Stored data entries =
———

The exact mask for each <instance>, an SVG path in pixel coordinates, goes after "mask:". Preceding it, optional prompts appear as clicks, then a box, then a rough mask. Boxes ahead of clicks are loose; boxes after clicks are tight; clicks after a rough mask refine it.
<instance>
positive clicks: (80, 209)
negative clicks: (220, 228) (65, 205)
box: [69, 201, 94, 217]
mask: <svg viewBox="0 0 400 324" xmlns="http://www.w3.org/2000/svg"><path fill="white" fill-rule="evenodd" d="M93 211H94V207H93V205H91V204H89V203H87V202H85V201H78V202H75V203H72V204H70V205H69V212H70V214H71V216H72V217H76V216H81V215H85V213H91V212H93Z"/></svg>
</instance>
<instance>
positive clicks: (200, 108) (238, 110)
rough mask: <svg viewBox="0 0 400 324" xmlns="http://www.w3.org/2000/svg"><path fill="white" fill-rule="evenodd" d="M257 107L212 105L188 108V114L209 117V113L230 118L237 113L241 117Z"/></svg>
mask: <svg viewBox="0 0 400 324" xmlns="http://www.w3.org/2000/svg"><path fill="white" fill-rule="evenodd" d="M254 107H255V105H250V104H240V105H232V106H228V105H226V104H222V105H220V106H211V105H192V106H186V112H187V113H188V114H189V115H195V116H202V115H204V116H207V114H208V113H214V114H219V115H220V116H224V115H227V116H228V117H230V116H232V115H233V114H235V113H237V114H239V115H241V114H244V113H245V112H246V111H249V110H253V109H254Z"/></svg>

———

ABOUT THIS TASK =
Reproduce all of the records above word for word.

SOLUTION TO THE EXERCISE =
The exact mask for each <instance>, an SVG path in pixel coordinates, goes after "mask:". Preceding it, optional prompts appear as clicks, then a box, then a rough mask. Boxes ahead of clicks are loose; boxes after clicks are tight; clicks after a rough mask refine it.
<instance>
positive clicks: (80, 209)
negative clicks: (220, 228) (65, 205)
box: [69, 201, 94, 217]
mask: <svg viewBox="0 0 400 324" xmlns="http://www.w3.org/2000/svg"><path fill="white" fill-rule="evenodd" d="M93 211H94V207H93V205H91V204H89V203H87V202H85V201H78V202H75V203H72V204H70V205H69V212H70V214H71V216H72V217H76V216H81V215H85V213H91V212H93Z"/></svg>
</instance>
<instance>
positive clicks: (200, 108) (238, 110)
rough mask: <svg viewBox="0 0 400 324" xmlns="http://www.w3.org/2000/svg"><path fill="white" fill-rule="evenodd" d="M257 107L212 105L188 108V114L209 117V113L230 118L237 113L241 117Z"/></svg>
mask: <svg viewBox="0 0 400 324" xmlns="http://www.w3.org/2000/svg"><path fill="white" fill-rule="evenodd" d="M254 107H255V105H250V104H240V105H232V106H228V105H226V104H222V105H220V106H211V105H192V106H186V112H187V113H188V114H189V115H195V116H202V115H204V116H207V114H208V113H214V114H219V115H220V116H224V115H227V116H228V117H230V116H232V115H233V114H235V113H237V114H239V115H241V114H244V113H245V112H246V111H249V110H253V109H254Z"/></svg>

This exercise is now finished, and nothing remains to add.